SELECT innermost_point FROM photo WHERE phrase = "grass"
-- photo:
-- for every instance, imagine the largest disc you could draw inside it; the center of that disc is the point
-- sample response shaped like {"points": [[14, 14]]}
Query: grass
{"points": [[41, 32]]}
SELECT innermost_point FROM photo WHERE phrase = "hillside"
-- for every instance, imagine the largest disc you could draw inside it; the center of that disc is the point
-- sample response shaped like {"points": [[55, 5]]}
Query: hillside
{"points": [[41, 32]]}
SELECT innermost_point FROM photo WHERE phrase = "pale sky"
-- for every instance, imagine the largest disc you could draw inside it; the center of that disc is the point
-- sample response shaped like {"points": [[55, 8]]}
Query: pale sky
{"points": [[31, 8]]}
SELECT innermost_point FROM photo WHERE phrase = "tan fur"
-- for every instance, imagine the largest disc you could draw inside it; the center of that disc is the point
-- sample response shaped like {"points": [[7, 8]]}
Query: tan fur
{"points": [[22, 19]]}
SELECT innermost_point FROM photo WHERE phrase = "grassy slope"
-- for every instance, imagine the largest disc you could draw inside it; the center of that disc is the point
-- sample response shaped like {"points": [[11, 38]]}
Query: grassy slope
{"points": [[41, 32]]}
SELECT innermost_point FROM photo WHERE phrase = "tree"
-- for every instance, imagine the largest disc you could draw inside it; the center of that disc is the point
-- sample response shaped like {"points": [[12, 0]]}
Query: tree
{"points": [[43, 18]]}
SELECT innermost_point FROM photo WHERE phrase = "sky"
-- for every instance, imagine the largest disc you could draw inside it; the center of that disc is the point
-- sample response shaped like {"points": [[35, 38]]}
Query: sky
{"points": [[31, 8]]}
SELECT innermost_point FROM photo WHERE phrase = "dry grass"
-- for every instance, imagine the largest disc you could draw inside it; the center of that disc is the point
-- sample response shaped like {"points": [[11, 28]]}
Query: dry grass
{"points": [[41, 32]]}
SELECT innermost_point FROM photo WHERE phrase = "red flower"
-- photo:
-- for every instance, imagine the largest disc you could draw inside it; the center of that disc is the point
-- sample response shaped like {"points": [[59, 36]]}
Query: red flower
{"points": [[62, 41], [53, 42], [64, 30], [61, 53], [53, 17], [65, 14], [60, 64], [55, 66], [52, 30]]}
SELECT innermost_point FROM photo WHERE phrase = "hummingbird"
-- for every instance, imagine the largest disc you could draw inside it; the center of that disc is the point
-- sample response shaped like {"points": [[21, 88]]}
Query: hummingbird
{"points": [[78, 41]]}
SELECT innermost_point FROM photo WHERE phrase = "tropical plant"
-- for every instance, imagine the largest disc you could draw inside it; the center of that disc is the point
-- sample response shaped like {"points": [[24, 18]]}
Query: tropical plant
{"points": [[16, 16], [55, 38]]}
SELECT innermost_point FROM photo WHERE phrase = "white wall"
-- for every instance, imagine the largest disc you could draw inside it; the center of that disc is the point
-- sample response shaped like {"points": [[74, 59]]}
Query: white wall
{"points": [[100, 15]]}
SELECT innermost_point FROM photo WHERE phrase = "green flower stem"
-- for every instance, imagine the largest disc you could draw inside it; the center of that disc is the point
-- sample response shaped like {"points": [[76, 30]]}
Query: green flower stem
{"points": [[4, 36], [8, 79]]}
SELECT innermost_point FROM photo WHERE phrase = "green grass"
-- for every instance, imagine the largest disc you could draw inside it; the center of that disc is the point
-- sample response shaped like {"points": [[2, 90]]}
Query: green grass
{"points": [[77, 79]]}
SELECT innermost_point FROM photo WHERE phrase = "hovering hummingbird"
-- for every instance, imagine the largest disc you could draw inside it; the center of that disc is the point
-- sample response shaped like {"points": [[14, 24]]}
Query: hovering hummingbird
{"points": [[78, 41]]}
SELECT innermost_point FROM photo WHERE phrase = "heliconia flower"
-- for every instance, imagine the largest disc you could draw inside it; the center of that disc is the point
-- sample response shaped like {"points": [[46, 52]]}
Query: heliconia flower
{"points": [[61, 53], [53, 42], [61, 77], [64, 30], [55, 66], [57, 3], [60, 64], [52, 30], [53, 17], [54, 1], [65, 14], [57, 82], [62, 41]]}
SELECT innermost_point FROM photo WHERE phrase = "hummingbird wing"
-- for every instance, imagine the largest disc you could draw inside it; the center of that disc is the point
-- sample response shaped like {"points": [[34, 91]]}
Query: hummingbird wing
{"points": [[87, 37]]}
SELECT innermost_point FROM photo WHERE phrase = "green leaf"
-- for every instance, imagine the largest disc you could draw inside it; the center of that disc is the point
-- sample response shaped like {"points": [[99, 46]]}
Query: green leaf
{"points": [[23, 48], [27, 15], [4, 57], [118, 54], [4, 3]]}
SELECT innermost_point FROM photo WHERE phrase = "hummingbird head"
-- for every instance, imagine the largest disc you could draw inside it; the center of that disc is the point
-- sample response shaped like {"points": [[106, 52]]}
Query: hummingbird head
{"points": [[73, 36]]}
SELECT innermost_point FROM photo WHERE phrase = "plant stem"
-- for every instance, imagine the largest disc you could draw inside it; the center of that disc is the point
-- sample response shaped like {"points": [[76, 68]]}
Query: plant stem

GOAL OF THE EXERCISE -
Write out every entry again exactly, please, with nothing missing.

EXERCISE OUTPUT -
SELECT innermost_point FROM photo WHERE phrase = "grass"
-- photo:
-- for every instance, imagine the largest disc you could draw inside it; the center of that disc is the point
-- sample response shaped like {"points": [[14, 14]]}
Query: grass
{"points": [[41, 32]]}
SELECT innermost_point FROM photo WHERE phrase = "hillside"
-- for every instance, imagine the largest disc you could draw inside it; the center of that disc is the point
-- sample response shaped like {"points": [[55, 5]]}
Query: hillside
{"points": [[41, 32]]}
SELECT innermost_point FROM photo WHERE phrase = "pale sky"
-- for every instance, imagine the largest disc you could draw inside it; the center of that disc is the point
-- sample response shaped like {"points": [[55, 8]]}
Query: pale sky
{"points": [[31, 8]]}
SELECT innermost_point FROM photo WHERE phrase = "tan fur"
-- for every instance, imagine the largest disc you could draw inside it; the center of that disc is the point
-- sample response shaped like {"points": [[7, 8]]}
Query: tan fur
{"points": [[22, 19]]}
SELECT innermost_point FROM photo WHERE phrase = "grassy slope"
-- for every instance, imagine the largest disc you could draw inside it; the center of that disc is the point
-- sample response shaped like {"points": [[11, 38]]}
Query: grassy slope
{"points": [[41, 32]]}
SELECT innermost_point FROM photo WHERE phrase = "tree"
-- for every instance, imagine the largest disc you could draw inside it; the center of that disc is the point
-- sample response shaped like {"points": [[12, 0]]}
Query: tree
{"points": [[43, 18]]}
SELECT innermost_point FROM photo WHERE phrase = "sky"
-- for every instance, imagine the largest disc you could draw inside it; the center of that disc is the point
-- sample response shaped like {"points": [[35, 38]]}
Query: sky
{"points": [[31, 8]]}
SELECT innermost_point FROM photo WHERE phrase = "dry grass"
-- for every instance, imagine the largest disc you could draw inside it; the center of that disc is the point
-- sample response shaped like {"points": [[11, 28]]}
Query: dry grass
{"points": [[41, 32]]}
SELECT innermost_point FROM photo WHERE phrase = "red flower"
-- photo:
-- for every instance, imagine the largest disc you could draw inside it; the center of that disc is the point
-- sample response shaped like {"points": [[59, 36]]}
Query: red flower
{"points": [[62, 41], [53, 42], [64, 30], [61, 53], [53, 17], [65, 14], [60, 64], [55, 66], [52, 30]]}
SELECT innermost_point FROM photo WHERE phrase = "hummingbird"
-- for every instance, imagine the largest disc you could draw inside it; the center of that disc is the point
-- sample response shaped like {"points": [[21, 88]]}
Query: hummingbird
{"points": [[78, 41]]}
SELECT innermost_point FROM photo WHERE phrase = "tropical plant"
-- for every instance, imagine the largest disc you could draw inside it; the center of that disc is the point
-- sample response shaped like {"points": [[24, 18]]}
Query: tropical plant
{"points": [[16, 16], [55, 38]]}
SELECT innermost_point FROM photo WHERE phrase = "white wall"
-- for every instance, imagine the largest disc you could draw inside it; the center of that disc is the point
-- sample response shaped like {"points": [[74, 59]]}
Query: white wall
{"points": [[100, 15]]}
SELECT innermost_point FROM photo WHERE phrase = "green flower stem"
-- for every instance, imagine the largest disc you could draw inside it; the center of that disc is the point
-- sample response shaped like {"points": [[76, 30]]}
Query: green flower stem
{"points": [[4, 36], [8, 79]]}
SELECT innermost_point FROM photo WHERE phrase = "green grass"
-- for every instance, imagine the largest disc you could draw inside it; the center of that disc is the point
-- sample response shaped like {"points": [[2, 90]]}
Query: green grass
{"points": [[77, 79]]}
SELECT innermost_point FROM photo WHERE phrase = "hovering hummingbird"
-- for every instance, imagine the largest disc you could draw inside it; the center of that disc is the point
-- sample response shaped like {"points": [[14, 24]]}
Query: hovering hummingbird
{"points": [[78, 41]]}
SELECT innermost_point FROM photo WHERE phrase = "heliconia flower"
-- for every instance, imagine the largest disc you could draw inside it; the center of that disc is the point
-- sample response shaped like {"points": [[46, 52]]}
Query: heliconia flower
{"points": [[61, 53], [53, 42], [61, 77], [64, 30], [55, 66], [57, 3], [60, 64], [52, 30], [53, 17], [54, 1], [65, 14], [57, 82], [62, 41]]}
SELECT innermost_point FROM photo WHERE phrase = "hummingbird wing"
-- for every instance, imagine the largest disc you could draw inside it; the center of that disc is the point
-- sample response shaped like {"points": [[34, 91]]}
Query: hummingbird wing
{"points": [[87, 37]]}
SELECT innermost_point FROM photo WHERE phrase = "green leaf"
-- for every instance, imagine the largest disc you could draw inside it; the center of that disc is the point
-- sample response shaped like {"points": [[99, 46]]}
Query: green leaf
{"points": [[23, 48], [27, 15], [4, 57], [118, 54], [4, 3]]}
SELECT innermost_point FROM photo WHERE phrase = "hummingbird head"
-- for every instance, imagine the largest disc you could draw inside it; the center of that disc is the point
-- sample response shaped like {"points": [[106, 52]]}
Query: hummingbird head
{"points": [[73, 36]]}
SELECT innermost_point FROM photo WHERE phrase = "plant stem"
-- for every instance, imagine the largest disc you could draw inside it; the center of that disc is the point
-- sample response shaped like {"points": [[76, 68]]}
Query: plant stem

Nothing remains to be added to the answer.